Locate each line in the items below that contains the string "Query" and copy every such line in full.

— begin —

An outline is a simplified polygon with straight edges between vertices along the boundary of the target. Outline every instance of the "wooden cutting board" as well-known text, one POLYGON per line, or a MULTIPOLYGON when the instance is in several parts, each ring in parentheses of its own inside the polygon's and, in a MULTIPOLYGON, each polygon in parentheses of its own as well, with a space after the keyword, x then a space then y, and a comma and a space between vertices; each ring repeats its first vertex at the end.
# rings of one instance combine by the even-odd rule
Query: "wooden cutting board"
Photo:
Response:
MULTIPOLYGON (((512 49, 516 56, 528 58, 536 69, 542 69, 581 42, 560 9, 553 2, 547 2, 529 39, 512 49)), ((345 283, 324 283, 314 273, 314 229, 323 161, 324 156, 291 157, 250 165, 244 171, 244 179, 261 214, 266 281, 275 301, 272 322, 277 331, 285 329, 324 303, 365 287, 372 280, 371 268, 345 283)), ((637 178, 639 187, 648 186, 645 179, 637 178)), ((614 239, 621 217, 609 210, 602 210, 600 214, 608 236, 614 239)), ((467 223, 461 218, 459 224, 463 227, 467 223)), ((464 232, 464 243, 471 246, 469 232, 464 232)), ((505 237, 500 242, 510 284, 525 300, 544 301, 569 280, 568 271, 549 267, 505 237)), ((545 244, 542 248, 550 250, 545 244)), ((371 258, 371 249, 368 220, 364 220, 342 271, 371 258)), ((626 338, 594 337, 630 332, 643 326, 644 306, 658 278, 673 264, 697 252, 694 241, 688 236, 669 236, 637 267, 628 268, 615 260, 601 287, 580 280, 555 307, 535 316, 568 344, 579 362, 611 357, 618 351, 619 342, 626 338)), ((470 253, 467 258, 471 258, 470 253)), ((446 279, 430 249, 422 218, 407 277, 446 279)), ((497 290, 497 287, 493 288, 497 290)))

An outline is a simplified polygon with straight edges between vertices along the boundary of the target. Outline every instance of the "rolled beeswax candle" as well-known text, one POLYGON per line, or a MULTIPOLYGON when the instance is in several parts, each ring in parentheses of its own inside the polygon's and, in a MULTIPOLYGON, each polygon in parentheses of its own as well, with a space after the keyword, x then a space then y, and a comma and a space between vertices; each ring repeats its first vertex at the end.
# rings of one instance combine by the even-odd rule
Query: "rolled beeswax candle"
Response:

— end —

* Task response:
Query: "wooden cutting board"
Query: "rolled beeswax candle"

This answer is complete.